:: Requirement ::
Across the data below, how many lines hold "image"? Answer with that number and nothing else.

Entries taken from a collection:
⁂
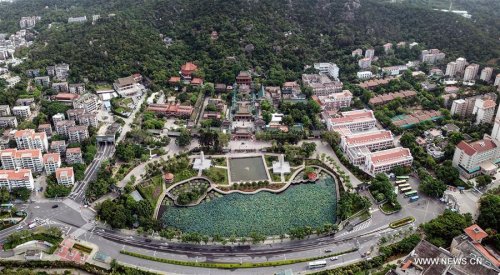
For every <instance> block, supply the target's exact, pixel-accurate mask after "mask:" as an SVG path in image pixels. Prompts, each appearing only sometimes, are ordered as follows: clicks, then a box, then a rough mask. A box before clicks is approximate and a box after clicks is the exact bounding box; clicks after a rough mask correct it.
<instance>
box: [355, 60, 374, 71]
mask: <svg viewBox="0 0 500 275" xmlns="http://www.w3.org/2000/svg"><path fill="white" fill-rule="evenodd" d="M358 66H359V67H360V68H361V69H369V68H370V67H371V66H372V60H371V58H362V59H360V60H358Z"/></svg>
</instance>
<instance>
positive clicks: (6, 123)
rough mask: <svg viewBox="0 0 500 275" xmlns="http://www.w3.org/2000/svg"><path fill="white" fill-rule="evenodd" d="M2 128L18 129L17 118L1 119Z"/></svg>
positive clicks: (9, 117) (10, 116) (0, 118)
mask: <svg viewBox="0 0 500 275" xmlns="http://www.w3.org/2000/svg"><path fill="white" fill-rule="evenodd" d="M0 128H17V117H15V116H4V117H0Z"/></svg>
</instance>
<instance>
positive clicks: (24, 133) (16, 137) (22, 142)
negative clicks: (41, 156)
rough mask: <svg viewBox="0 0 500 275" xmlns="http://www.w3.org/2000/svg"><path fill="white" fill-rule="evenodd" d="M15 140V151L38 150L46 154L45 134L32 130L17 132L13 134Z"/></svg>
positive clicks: (45, 138) (46, 134)
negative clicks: (41, 150)
mask: <svg viewBox="0 0 500 275" xmlns="http://www.w3.org/2000/svg"><path fill="white" fill-rule="evenodd" d="M14 138H15V139H16V144H17V149H19V150H24V149H40V150H42V152H47V150H48V149H49V142H48V139H47V134H45V132H41V133H35V130H33V129H26V130H19V131H17V132H16V133H15V134H14Z"/></svg>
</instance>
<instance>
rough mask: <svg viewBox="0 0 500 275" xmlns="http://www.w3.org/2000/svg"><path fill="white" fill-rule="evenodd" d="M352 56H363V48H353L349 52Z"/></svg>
mask: <svg viewBox="0 0 500 275" xmlns="http://www.w3.org/2000/svg"><path fill="white" fill-rule="evenodd" d="M351 56H352V57H357V56H363V50H362V49H355V50H354V51H352V53H351Z"/></svg>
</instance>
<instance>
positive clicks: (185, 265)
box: [120, 249, 357, 269]
mask: <svg viewBox="0 0 500 275" xmlns="http://www.w3.org/2000/svg"><path fill="white" fill-rule="evenodd" d="M354 251H357V249H351V250H347V251H342V252H340V253H335V254H329V255H324V256H319V257H311V258H303V259H291V260H281V261H272V262H262V263H242V264H240V263H215V262H191V261H179V260H173V259H165V258H157V257H153V256H148V255H144V254H139V253H135V252H130V251H126V250H121V251H120V253H121V254H125V255H128V256H132V257H136V258H141V259H145V260H150V261H155V262H160V263H166V264H174V265H183V266H193V267H204V268H220V269H235V268H257V267H269V266H280V265H290V264H296V263H303V262H309V261H314V260H319V259H324V258H329V257H333V256H339V255H342V254H347V253H351V252H354Z"/></svg>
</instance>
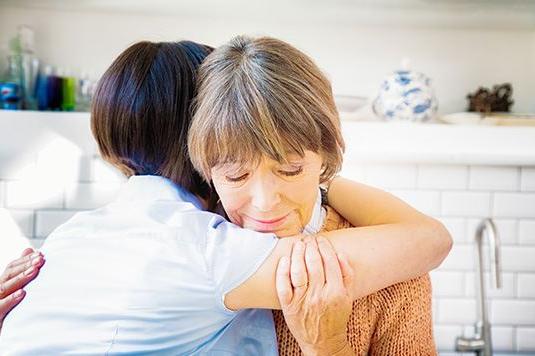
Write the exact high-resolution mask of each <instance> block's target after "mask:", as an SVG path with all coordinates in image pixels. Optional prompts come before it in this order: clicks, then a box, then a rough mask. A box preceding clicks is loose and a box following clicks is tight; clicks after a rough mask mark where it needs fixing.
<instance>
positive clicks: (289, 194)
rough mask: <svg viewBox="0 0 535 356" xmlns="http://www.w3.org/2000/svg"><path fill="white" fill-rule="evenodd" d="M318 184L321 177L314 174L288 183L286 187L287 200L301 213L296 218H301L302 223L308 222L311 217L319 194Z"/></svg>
mask: <svg viewBox="0 0 535 356" xmlns="http://www.w3.org/2000/svg"><path fill="white" fill-rule="evenodd" d="M318 186H319V177H316V175H312V176H308V177H304V178H303V179H301V180H299V181H296V182H294V183H293V184H291V185H288V187H287V189H285V190H286V193H285V196H286V198H287V201H289V202H291V204H292V205H294V206H295V208H296V210H297V211H298V213H299V217H296V218H298V219H299V220H301V221H300V223H301V224H306V223H307V222H308V219H310V216H311V213H312V209H313V208H314V204H315V202H316V198H317V195H318Z"/></svg>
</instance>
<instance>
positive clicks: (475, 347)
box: [455, 219, 502, 356]
mask: <svg viewBox="0 0 535 356" xmlns="http://www.w3.org/2000/svg"><path fill="white" fill-rule="evenodd" d="M484 232H487V234H486V235H487V237H488V239H489V249H490V251H489V252H490V271H491V278H492V281H493V285H494V288H501V284H502V283H501V266H500V239H499V236H498V232H497V230H496V226H495V225H494V223H493V222H492V220H491V219H484V220H482V221H481V222H480V223H479V225H478V226H477V229H476V244H477V257H478V259H477V262H478V263H477V272H478V273H477V274H476V284H477V285H476V287H477V288H476V290H477V321H476V324H475V326H474V327H475V333H474V336H473V337H462V336H461V337H458V338H457V339H456V340H455V350H456V351H459V352H474V353H475V354H476V355H477V356H492V338H491V334H490V324H489V321H488V314H487V303H486V293H485V279H484V276H483V234H484Z"/></svg>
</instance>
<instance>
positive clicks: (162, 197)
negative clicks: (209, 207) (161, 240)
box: [116, 175, 204, 210]
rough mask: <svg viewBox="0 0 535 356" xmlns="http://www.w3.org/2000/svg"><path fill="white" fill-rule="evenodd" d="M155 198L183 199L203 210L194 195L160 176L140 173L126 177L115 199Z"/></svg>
mask: <svg viewBox="0 0 535 356" xmlns="http://www.w3.org/2000/svg"><path fill="white" fill-rule="evenodd" d="M155 200H173V201H184V202H188V203H191V204H193V205H194V206H195V207H196V208H197V209H199V210H204V208H203V206H202V204H201V201H200V200H199V199H198V198H197V197H196V196H195V195H193V194H192V193H191V192H189V191H188V190H186V189H184V188H183V187H181V186H180V185H177V184H175V183H173V182H172V181H171V180H169V179H167V178H164V177H160V176H151V175H142V176H132V177H130V178H128V181H127V182H126V183H125V184H124V185H123V187H122V188H121V190H120V191H119V194H118V196H117V199H116V201H119V202H124V201H128V202H133V201H138V202H139V201H146V202H149V201H155Z"/></svg>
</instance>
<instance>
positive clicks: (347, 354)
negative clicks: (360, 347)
⁂
:: Exercise result ::
2